— What you have to do —
Each entry should be returned exactly as written, with no pictures carried over.
<<<<
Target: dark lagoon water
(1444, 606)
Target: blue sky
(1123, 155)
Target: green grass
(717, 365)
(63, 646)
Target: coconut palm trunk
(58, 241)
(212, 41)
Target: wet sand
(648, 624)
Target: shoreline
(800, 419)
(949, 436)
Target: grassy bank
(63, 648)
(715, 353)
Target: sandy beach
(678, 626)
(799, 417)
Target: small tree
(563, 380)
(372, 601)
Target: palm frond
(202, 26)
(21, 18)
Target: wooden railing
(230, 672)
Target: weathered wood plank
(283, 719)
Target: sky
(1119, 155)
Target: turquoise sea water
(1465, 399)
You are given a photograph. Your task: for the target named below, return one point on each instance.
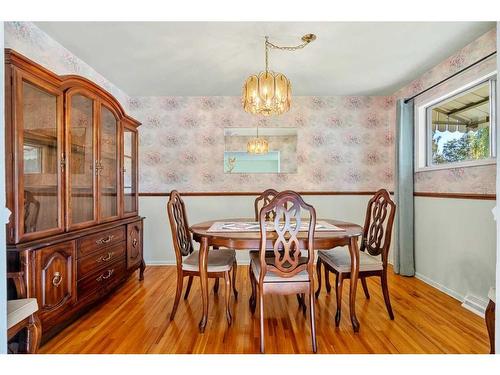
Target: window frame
(424, 126)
>>>>
— Final answer —
Target: dark lagoon water
(1444, 606)
Target: blue sky
(1123, 155)
Target: green grass
(717, 365)
(63, 646)
Target: coconut palm trunk
(58, 241)
(212, 41)
Target: wet sand
(648, 624)
Target: shoreline
(800, 419)
(949, 436)
Target: grassy bank
(63, 648)
(715, 353)
Target: sandy beach
(678, 626)
(799, 417)
Target: small tree
(563, 380)
(372, 601)
Target: palm frond
(202, 26)
(21, 18)
Target: wooden railing
(230, 672)
Target: weathered wood plank
(283, 719)
Target: sky
(1119, 155)
Target: turquoise sea water
(1465, 399)
You are given a photograph. Your task: for the target named below, return one point on each instance.
Target: window frame
(424, 126)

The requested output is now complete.